>> START GIVEN INFORMATION

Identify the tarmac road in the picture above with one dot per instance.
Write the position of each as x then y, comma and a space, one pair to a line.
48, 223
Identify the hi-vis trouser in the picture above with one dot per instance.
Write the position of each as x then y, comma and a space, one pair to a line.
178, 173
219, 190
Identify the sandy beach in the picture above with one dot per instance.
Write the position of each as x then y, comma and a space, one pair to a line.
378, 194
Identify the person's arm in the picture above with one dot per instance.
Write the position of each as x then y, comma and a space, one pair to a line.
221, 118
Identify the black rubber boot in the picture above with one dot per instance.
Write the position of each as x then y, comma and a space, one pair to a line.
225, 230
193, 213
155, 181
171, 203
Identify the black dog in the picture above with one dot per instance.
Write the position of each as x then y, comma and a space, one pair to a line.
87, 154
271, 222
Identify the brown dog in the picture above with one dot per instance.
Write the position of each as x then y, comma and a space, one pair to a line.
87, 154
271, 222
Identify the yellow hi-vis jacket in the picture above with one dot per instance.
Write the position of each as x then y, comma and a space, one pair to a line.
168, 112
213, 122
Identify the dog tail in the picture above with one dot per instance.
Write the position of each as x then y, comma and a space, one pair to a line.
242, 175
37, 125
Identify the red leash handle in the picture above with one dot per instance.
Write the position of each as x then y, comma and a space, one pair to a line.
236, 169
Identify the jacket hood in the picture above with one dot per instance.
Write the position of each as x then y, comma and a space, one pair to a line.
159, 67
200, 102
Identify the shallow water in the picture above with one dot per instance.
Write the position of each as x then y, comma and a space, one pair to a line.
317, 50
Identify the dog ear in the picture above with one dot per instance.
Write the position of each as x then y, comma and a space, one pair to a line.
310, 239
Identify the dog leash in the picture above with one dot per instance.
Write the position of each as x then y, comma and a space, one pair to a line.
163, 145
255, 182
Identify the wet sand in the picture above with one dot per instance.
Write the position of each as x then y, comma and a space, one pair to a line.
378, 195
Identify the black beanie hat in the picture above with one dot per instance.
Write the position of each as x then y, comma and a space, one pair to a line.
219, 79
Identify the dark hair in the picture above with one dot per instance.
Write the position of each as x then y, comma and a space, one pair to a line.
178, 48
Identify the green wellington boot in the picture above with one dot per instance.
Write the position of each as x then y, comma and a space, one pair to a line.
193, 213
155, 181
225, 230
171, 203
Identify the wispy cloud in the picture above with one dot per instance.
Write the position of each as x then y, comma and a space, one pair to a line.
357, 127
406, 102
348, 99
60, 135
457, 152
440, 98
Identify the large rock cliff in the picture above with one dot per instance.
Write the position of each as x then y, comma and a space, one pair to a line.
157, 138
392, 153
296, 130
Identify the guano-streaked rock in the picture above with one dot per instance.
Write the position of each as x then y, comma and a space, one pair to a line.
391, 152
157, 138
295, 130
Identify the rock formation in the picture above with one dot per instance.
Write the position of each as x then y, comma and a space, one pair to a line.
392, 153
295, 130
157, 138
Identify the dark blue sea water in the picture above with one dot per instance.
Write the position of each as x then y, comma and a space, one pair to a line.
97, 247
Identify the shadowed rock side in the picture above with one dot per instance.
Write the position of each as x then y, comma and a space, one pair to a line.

>> END GIVEN INFORMATION

WHAT THE EXERCISE ASKS: Nothing in the data may differ; print all of it exactly as written.

SOLUTION TO THIS PROBLEM:
Identify the tarmac road in the picture above with one dot per instance.
Write the position of each as x then y, comma and a space, one pair to a line.
48, 223
Identify the hi-vis trouser in the picture above with one dot per instance.
Write the position of each as x then y, comma and a space, one pair to a line.
178, 173
219, 190
Identify the sandy beach in the picture above with one dot per instance.
Write the position of each as x then y, comma and a space, one pair to a line.
378, 194
Identify the person's arm in the picture above with one dot per instance.
Write the position of each as x then y, comma and a space, one pair to a line.
221, 118
Identify the black rubber boot in the picture above with one dot per instance.
Write the position of each as x then y, comma and a space, one pair to a line.
225, 230
193, 213
155, 181
171, 203
Identify the black dog in the picture above with one dot per instance.
Write the position of each as x then y, comma and a space, one pair to a line.
87, 154
271, 222
Identify the brown dog in the picture above with one dot per instance.
Write the position of each as x then y, comma and a space, one pair to a line.
87, 154
271, 222
Identify the yellow hi-vis jacket in the picture above with one dot per instance.
Write the position of each as x then y, comma and a space, one pair to a line.
168, 112
213, 122
Identify the dog tail in the picture above with one dot per instance.
Write the position of each as x then y, comma and a space, one pair to a line.
242, 175
37, 125
Identify the red leash handle in the picture above with one dot per instance.
Write the position of each as x then y, comma and a space, one pair to a line.
236, 169
Identify the jacket hood in the picture above with one dot per instance.
Write the position of each as x then y, comma and a space, one pair to a line.
159, 67
200, 102
Identify the shallow water in the picture above with one dot per instance.
Write the position of each as x then y, comma and a space, one pair to a line.
317, 50
Identify the dog ear in the picture above with one dot per instance.
Write the position of each as x then y, comma and a space, one pair to a line.
310, 239
Identify the dog leash in the picture above with one dot per instance.
Write the position of each as x then y, comma and a space, one pair to a line.
163, 145
255, 182
Identify the wet sand in the picture above with one dot per instance.
Write the position of each as x then y, comma and a space, one pair to a line.
378, 195
Identify the black beanie hat in the picture above with one dot per instance.
Write the position of each as x then y, comma and a space, one pair to a line.
219, 79
Identify the dark hair in the picture above with one dot per instance.
Write the position of each as x then y, comma and a space, one pair to a line.
178, 48
Identify the green wellington boot in the picture above with one dot per instance.
Write the position of each as x then y, comma and a space, one pair to a line.
193, 213
155, 181
225, 230
171, 203
Identify the wispy cloud in the picture above with one dot per instance.
Write the position of each as x then y, comma and a space, one pair to a line.
357, 127
406, 102
348, 99
60, 135
457, 152
440, 98
Identify the large rock cliff in the picture above with one dot per instance.
Write the position of each as x then y, comma and a space, one pair to a line.
157, 138
392, 153
296, 130
Identify the guano-streaked rock in the picture above with one dot per instance.
Write the position of each as x then y, comma and a space, one pair to a line.
391, 152
157, 138
295, 130
Identify the rock formation in the picture above with one dot per instance.
Write the position of each as x then y, comma and a space, one pair to a line.
392, 153
295, 130
157, 138
Identify the dark blue sea water in the picture above with one dot per instance.
Write the position of each as x then y, comma and a space, one pair to a line.
97, 247
Identify the shadowed rock side in the picture above with one dot per instance.
Write the position of each as x then y, comma and a space, one pair to a line.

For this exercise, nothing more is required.